** start of Reading text **

Sometimes you want to be progressive and depict “other” nations, only to fall back on Grandma’s guide to survive in the “Orient” from the 1810s.
Sometimes IS completely messes up with the message they want to tell (TFW Tellius’ woes originated from Lehran losing his powers when he fucked Altina, but hey, this game is totes anti racism we swear!) and sometimes, you have, well, Fodlan and its self-awareness (who cares about the war, let’s drink some tea and uwu about our cute students, plot be damned! Nabateans? What’s that, a new pastry?) and then, we have Nopes with Mr “those people are so backwards with their outdated values I’ll impose mine by raiding and pillaging their lands and killing their beloved pope whose only sin was to crash on their couch and to eat ice cream, because I hate her guts for some reason”.

** end of Reading text **

**Work to complete:**
1. According to the commentary on game storytelling, what was the pope's only sin?
2. Write the next part of the commentary on game storytelling, picking up after its final sentence.

** start of Supplied records **

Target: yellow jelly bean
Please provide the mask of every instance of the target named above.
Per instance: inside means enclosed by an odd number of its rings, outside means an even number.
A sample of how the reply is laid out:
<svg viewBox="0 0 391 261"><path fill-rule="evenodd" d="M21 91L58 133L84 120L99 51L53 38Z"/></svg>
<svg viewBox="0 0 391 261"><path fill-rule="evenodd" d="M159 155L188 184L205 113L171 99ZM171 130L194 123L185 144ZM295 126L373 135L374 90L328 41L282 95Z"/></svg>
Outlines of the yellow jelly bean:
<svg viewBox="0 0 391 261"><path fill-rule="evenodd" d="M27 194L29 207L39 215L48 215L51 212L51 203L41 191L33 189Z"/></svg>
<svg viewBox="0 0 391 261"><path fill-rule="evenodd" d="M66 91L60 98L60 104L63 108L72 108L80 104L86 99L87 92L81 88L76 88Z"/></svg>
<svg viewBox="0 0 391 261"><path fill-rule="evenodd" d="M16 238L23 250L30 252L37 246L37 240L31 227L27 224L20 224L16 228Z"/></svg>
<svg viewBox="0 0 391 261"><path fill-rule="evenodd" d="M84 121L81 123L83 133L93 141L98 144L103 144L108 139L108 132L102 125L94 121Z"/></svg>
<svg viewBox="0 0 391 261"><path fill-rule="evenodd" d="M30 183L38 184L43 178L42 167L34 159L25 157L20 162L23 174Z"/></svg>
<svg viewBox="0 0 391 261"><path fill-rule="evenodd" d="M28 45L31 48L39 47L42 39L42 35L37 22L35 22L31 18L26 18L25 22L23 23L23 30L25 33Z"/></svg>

** end of Supplied records **
** start of Supplied records **

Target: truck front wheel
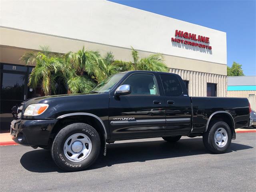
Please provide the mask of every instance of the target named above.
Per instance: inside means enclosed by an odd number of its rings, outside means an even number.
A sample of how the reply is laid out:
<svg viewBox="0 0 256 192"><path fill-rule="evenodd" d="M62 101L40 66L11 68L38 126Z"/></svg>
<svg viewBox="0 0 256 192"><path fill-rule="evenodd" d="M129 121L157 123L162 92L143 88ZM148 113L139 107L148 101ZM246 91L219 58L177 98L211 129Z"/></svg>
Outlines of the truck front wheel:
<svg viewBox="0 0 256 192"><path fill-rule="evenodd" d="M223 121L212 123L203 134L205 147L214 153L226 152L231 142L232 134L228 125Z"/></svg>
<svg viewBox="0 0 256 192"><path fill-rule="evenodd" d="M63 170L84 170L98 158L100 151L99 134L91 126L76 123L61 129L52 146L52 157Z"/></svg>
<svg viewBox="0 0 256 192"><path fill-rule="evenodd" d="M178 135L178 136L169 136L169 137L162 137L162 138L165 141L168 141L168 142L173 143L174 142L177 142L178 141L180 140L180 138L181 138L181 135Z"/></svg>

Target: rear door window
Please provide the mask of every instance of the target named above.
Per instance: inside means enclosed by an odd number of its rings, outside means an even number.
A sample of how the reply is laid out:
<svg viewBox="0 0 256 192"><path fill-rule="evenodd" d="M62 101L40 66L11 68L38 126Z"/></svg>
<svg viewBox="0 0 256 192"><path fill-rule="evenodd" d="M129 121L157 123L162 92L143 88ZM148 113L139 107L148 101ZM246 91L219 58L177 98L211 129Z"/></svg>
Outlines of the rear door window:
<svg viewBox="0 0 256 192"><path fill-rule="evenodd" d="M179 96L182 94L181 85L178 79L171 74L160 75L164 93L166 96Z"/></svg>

** end of Supplied records **

**Solved tasks:**
1. To crash on their couch and eat ice cream.

2.
That TV Tropers also seemed to have missed Shamir saying Dagda values more “freedom” than Fodlan, even if it means people are free to kill each other, and we are just left wondering what the actual fuck Nopes wanted to say, like, everyone out of Fodlan is a barbarian, per Grandma’s old handbook, or what?
Hell, at this rate I’m wondering if the writers weren’t so full of Hresvelg Grey that they suddenly wrote Brigid and Dagda to have “crap” values, to justify Adrestia periodically trying to conquer them...
“Fodlan should open its borders!”
Looks at Fodlan’s neighbours per Nopes : uh yeah. how about no.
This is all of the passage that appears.